## Textauszug
━━━━━━━━━━

Schwerfällige Bürokratie behindert Investitionen
Bürokratische Strukturen, Korruption, Medikamentenfälschungen, eine schwache Verkehrsinfrastruktur und eine mangelnde Einhaltung der intellektuellen Eigentumsrechte zählen zu den Erschwernissen für internationale Konzerne und Investoren auf dem russischen Markt. Die Verwaltung sowie das Steuer- und Rechtssystem sind immer noch sehr ineffizient. Doch das Ziel Russlands, in die Welthandelsorganisation aufgenommen zu werden, fördert die Reformbemühungen. Ein neuer Zollkodex soll die Zollabwicklung und ein neues Lizenzsystem die Einfuhrgenehmigungen vereinfachen. Der Amtsschimmel zeigt sich aber auch darin, dass beide Maßnahmen noch nicht vollständig umgesetzt sind. Die schwerfällige russische Bürokratie betrachten ausländische Unternehmen als eines der größten Hindernisse beim Aufbau von Produktionsanlagen, so das Ergebnis der Umfrage von PwC und AIPM. Wirtschaftliche und politische Risiken stehen an zweiter Stelle der Gründe, die multinationale Unternehmen davon abhalten, in Russland zu investieren. Die Attraktivität Russlands für ausländische Direktinvestitionen (FDI) ist vergleichsweise gering. Der Anteil von FDI am Bruttoinlandsprodukt lag im Jahr 2005 nur bei 6 Prozent - in China war dieser Anteil sechsmal so hoch. Gründe hierfür liegen in den offiziellen und inoffiziellen Barrieren für ausländische Investitionen. Dennoch hat die Regierung mit Wirtschaftszonen wie Kaliningrad neue Anreize für FDI geschaffen, denn dort profitieren Investoren und Unternehmen von der Zoll- und Steuerfreiheit.

━━━━━━━━━━

## Ziel der Übung
Schreib den Text über Bürokratie und Investitionen in Russland nach seinem letzten Satz weiter. Die Daten spielen dafür keine Rolle.

## Eingabedaten
━━━━━━━━━━

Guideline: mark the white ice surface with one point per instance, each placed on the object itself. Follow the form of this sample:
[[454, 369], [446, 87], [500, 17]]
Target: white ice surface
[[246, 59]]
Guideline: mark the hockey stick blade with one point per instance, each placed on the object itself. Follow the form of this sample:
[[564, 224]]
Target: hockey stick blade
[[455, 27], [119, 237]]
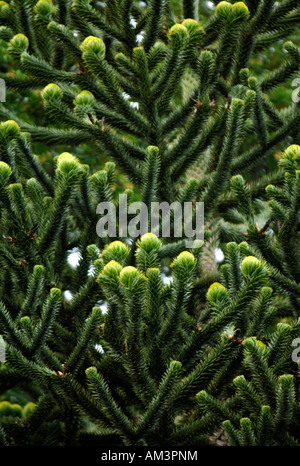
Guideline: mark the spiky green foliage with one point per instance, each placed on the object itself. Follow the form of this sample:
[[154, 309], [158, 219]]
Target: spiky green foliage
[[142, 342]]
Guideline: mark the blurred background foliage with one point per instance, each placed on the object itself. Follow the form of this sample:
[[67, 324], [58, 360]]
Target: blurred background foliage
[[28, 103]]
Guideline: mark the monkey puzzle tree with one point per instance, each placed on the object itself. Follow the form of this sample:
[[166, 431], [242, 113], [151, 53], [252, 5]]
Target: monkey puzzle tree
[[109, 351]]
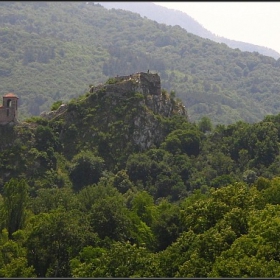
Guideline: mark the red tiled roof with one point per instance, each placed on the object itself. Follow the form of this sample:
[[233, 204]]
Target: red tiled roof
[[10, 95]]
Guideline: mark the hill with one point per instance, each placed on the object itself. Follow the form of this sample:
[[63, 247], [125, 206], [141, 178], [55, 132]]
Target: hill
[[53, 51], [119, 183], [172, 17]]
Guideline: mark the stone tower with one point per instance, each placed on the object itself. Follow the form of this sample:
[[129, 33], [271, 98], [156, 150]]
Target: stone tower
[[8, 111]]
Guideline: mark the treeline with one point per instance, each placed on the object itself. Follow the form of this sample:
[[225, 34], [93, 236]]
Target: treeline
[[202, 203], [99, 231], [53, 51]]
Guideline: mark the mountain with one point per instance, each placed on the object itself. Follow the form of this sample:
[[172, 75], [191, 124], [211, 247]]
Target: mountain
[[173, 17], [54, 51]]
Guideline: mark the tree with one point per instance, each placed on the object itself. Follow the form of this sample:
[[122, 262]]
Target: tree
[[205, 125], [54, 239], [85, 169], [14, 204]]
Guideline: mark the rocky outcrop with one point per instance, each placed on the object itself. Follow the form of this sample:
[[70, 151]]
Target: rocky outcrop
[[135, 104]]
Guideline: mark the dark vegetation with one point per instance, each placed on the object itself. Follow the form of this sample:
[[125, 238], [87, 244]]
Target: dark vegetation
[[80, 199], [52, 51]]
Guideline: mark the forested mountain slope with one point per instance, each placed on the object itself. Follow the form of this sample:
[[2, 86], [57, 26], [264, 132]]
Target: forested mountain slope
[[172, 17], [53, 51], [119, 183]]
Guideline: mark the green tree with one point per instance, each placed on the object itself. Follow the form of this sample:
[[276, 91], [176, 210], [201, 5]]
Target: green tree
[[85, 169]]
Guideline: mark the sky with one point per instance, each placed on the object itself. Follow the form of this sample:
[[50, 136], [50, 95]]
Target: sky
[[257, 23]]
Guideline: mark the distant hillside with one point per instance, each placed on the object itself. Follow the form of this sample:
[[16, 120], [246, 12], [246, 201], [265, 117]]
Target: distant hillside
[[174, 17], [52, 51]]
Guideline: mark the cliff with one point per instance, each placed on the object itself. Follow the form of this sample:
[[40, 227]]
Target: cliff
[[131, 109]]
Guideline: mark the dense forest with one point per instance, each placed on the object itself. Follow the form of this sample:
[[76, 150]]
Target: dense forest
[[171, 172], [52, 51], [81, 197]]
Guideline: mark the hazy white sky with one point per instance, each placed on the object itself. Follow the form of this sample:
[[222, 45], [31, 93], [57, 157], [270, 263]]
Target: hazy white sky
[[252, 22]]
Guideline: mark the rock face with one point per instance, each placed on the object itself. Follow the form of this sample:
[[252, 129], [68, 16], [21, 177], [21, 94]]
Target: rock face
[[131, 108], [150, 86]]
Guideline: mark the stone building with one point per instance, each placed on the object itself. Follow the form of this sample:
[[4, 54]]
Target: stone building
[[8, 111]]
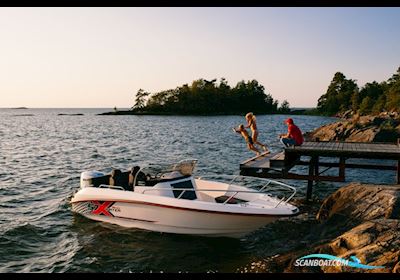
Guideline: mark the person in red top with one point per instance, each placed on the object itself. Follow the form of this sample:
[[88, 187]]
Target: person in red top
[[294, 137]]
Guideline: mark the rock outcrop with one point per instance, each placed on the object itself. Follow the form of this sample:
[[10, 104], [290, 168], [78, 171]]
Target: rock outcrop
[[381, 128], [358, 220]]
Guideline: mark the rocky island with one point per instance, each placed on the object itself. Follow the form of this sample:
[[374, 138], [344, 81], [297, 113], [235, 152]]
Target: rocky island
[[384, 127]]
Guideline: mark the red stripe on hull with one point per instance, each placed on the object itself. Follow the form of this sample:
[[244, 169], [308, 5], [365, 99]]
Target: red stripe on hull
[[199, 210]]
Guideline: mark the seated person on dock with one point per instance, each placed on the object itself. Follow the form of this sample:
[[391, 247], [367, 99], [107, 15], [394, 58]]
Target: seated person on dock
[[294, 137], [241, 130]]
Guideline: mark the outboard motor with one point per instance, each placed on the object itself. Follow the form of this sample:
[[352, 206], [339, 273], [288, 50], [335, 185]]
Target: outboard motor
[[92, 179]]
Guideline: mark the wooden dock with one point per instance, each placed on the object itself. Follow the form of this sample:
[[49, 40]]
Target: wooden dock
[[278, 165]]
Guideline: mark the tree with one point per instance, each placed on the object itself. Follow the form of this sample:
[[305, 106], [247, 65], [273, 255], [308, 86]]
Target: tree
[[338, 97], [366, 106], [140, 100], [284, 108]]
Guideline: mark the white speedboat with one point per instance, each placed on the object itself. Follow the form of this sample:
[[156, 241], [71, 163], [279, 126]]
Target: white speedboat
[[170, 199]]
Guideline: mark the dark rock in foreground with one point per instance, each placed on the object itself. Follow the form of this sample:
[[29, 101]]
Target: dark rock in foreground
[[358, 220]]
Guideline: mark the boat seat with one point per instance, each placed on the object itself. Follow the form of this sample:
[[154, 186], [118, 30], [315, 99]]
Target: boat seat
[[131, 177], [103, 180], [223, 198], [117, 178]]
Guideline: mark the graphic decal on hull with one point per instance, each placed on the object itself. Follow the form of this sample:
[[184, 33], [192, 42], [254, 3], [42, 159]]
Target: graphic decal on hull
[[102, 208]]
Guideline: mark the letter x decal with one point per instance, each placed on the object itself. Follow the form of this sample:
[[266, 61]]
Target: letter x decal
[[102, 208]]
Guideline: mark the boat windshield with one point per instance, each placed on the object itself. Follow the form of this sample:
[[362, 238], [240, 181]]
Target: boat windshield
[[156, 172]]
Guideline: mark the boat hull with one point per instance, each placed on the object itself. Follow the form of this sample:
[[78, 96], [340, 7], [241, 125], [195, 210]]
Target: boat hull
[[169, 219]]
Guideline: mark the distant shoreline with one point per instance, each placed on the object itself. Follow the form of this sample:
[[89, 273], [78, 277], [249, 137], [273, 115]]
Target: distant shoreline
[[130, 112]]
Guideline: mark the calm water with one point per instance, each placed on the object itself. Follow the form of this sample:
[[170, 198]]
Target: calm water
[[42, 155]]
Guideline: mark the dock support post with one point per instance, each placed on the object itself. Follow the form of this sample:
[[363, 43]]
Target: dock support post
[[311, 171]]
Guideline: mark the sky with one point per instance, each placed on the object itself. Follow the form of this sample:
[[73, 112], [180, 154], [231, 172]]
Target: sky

━━━━━━━━━━

## Deine Antwort
Korruption und Fälschungen von Medikamenten
Korruption ist in Russland weit verbreitet. 2005 fiel Russland von Rang 90 im Vorjahr auf Rang 126 der 159 Länder, die im Transparency International Corruption Perception Index bewertet wurden. Nach Schätzungen der INDEM Foundation zahlen Unternehmen jährlich etwa 316 Milliarden US Dollar an Schmiergeld, die durchschnittliche Bestechungssumme liegt bei 135.800 US Dollar (im Vergleich 13mal höher als im Jahr 2001).
Medikamentenfälschungen stellen ein weiteres großes Problem für ausländische Unternehmen und Investoren dar: Der Anteil gefälschter Arzneimittel am Pharmamarkt liegt zwischen 3,5 Prozent und 12 Prozent. Im Jahr 2003 wurden 321 Pharmaunternehmen ihre Lizenz zur Herstellung und zum Vertrieb von gefälschten Medikamenten entzogen.
Strategien für den Markteintritt
Trotz der zahlreichen Herausforderungen bietet der russische Markt Potenzial für ausländische Pharmaunternehmen oder Investoren. "Russland verspricht mehr, als der erste Eindruck vermittelt. Der russische pharmazeutische Markt ist seit Beginn des Millenniums schneller gewachsen als die Märkte in den entwickelten Ländern", so Volker Booten, in Deutschland verantwortlich für den Bereich Pharma bei PricewaterhouseCoopers. "Wenn Russland die positive wirtschaftliche Entwicklung langfristig weitertreiben kann, werden sich mit steigendem Einkommen immer mehr Patienten westliche Medikamente leisten können. Dabei ist es beim Markteintritt ratsam, sich zuerst auf den europäischen Teil Russlands zu konzentrieren: Hier leben über 80 Prozent der Bevölkerung. Strategische Partnerschaften mit mittelgroßen Zwischenhändlern helfen, die begrenzte Verkehrsinfrastruktur zu überwinden. Zugleich vereinfachen Allianzen mit lokalen Produzenten den Markteintritt."